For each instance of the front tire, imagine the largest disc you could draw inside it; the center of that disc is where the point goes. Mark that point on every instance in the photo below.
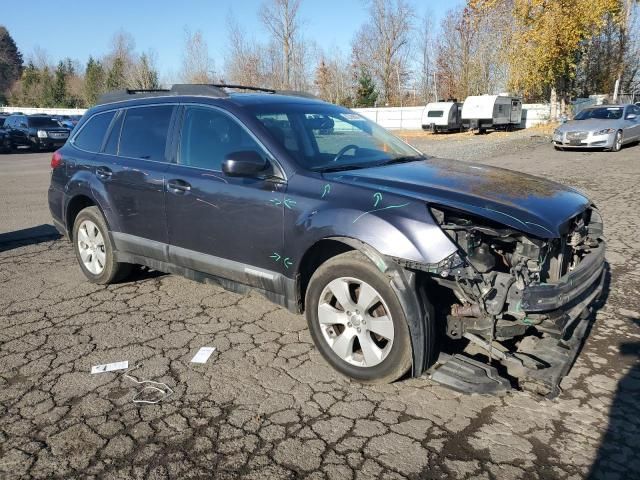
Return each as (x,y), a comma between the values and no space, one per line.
(94,250)
(356,320)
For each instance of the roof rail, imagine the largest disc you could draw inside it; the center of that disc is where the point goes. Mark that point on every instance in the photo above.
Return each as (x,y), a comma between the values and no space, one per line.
(296,93)
(216,90)
(244,87)
(266,90)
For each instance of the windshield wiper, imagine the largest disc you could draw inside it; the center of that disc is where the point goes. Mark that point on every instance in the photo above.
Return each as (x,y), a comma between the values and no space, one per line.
(406,159)
(340,168)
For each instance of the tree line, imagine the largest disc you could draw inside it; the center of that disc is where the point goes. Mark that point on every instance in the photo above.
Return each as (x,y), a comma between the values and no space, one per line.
(541,49)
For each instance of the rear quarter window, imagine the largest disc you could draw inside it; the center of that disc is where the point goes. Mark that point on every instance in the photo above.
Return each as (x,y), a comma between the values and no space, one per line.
(92,134)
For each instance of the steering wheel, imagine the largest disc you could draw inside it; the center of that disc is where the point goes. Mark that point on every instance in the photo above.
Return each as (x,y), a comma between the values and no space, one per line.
(344,150)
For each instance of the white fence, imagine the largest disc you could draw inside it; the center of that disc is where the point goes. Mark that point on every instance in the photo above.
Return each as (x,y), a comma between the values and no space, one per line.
(405,118)
(52,111)
(410,118)
(393,118)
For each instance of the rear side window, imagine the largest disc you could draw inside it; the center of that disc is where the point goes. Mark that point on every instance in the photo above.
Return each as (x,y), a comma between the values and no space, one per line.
(144,133)
(92,134)
(111,147)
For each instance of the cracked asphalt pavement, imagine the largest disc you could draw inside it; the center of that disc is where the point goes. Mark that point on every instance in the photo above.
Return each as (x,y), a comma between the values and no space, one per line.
(266,405)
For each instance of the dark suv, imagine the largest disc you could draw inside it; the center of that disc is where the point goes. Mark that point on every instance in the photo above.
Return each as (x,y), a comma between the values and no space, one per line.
(401,262)
(38,132)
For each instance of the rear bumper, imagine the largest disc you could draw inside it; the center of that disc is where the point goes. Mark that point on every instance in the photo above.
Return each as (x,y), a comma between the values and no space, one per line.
(56,208)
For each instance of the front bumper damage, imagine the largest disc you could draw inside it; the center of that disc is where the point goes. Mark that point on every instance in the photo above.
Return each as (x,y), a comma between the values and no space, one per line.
(516,334)
(539,364)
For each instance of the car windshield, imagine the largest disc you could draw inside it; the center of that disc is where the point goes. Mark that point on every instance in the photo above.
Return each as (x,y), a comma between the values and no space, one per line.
(42,122)
(604,113)
(327,137)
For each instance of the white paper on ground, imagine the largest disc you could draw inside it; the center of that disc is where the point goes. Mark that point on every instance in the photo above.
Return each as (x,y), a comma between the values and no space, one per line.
(109,367)
(203,355)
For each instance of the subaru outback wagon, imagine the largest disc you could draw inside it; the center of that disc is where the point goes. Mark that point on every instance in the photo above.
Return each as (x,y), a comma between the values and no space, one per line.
(402,263)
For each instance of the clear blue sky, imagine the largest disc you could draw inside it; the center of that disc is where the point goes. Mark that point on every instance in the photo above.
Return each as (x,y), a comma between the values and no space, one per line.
(80,29)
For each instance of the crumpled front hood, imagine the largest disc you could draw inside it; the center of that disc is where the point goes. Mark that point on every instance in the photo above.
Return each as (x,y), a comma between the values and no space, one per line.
(530,204)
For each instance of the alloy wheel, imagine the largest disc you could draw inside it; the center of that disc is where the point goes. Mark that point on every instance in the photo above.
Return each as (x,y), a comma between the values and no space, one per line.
(91,247)
(355,322)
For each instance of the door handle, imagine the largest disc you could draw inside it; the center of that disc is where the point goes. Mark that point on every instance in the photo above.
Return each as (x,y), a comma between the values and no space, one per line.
(104,173)
(178,187)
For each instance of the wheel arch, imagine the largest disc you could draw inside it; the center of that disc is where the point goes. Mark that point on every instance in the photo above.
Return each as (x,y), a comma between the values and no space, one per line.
(75,205)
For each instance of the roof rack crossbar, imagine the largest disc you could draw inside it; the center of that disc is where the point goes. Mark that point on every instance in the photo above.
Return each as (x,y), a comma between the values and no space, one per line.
(215,90)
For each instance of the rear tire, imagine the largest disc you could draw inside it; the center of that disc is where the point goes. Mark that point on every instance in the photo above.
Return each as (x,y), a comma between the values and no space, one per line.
(94,250)
(361,329)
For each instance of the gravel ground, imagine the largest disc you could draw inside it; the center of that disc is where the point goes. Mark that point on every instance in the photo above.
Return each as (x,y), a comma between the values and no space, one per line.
(266,405)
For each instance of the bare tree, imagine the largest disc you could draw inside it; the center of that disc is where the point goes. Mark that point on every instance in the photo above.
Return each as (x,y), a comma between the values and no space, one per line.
(382,45)
(333,78)
(245,61)
(197,66)
(426,60)
(280,17)
(144,74)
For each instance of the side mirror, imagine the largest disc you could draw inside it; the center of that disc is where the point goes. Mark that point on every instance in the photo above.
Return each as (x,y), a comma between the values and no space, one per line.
(244,164)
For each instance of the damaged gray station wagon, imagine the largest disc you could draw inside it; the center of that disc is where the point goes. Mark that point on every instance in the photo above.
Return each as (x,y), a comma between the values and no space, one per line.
(480,277)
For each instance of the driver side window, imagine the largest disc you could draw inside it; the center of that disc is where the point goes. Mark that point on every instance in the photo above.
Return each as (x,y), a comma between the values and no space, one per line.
(209,135)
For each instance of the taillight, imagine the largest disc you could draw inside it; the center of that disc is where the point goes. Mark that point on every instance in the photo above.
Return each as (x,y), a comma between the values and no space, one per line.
(56,160)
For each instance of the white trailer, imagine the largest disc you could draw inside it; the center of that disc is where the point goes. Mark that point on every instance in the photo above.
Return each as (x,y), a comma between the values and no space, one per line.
(442,116)
(500,112)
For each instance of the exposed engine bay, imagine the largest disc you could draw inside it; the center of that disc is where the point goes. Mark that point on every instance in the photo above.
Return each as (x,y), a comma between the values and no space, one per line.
(520,298)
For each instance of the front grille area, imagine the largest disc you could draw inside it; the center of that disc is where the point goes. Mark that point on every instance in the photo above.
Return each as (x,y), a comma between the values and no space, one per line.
(577,135)
(58,134)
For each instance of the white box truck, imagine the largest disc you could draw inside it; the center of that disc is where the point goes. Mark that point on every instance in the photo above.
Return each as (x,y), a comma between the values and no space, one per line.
(499,112)
(442,116)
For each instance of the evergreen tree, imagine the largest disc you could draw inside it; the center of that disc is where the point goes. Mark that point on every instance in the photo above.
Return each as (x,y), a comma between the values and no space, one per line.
(59,87)
(146,77)
(366,94)
(323,81)
(10,62)
(116,79)
(47,89)
(94,81)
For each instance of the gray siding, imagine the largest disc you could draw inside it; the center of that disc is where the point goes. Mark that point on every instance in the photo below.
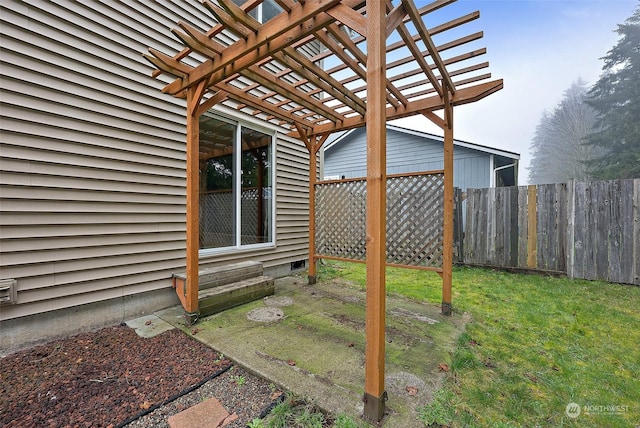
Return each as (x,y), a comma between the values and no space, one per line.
(407,153)
(92,156)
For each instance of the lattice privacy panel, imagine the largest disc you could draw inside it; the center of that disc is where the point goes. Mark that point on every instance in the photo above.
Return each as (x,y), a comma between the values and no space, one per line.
(415,220)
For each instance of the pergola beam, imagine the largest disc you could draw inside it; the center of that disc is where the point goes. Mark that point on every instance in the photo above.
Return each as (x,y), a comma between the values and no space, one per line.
(462,96)
(275,35)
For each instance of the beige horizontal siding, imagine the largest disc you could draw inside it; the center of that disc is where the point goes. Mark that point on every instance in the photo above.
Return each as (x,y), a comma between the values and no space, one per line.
(92,156)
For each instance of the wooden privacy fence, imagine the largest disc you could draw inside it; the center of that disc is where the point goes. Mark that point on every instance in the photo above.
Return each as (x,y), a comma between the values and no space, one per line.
(587,230)
(414,220)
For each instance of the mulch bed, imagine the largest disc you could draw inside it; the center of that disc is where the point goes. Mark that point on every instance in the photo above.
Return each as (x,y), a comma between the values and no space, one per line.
(107,378)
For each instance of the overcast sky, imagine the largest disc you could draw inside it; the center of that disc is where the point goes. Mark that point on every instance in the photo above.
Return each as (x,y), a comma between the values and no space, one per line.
(539,48)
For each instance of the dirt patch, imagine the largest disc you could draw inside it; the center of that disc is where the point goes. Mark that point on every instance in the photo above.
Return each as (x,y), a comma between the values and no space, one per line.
(108,377)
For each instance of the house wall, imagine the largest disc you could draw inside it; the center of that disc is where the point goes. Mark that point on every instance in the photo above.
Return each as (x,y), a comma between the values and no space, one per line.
(407,153)
(92,165)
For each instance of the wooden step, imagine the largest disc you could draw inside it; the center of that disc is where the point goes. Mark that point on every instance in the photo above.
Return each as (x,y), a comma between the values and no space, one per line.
(220,275)
(222,297)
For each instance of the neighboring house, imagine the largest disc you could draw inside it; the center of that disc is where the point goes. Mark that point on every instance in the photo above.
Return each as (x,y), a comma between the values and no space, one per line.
(474,166)
(92,170)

== What the exercise asks ==
Reproduce the data word for word, from the line that contains "For each instance of the neighboring" down to the very end of the data, keeping both of those end points.

== Output ==
For each instance of the neighboring house, imagine the largest disc you could draw inside it; the center of that disc is where the point goes. Mark that point on every instance in the photo above.
Return each as (x,y), a comma between the values and no space, one per line.
(474,166)
(92,170)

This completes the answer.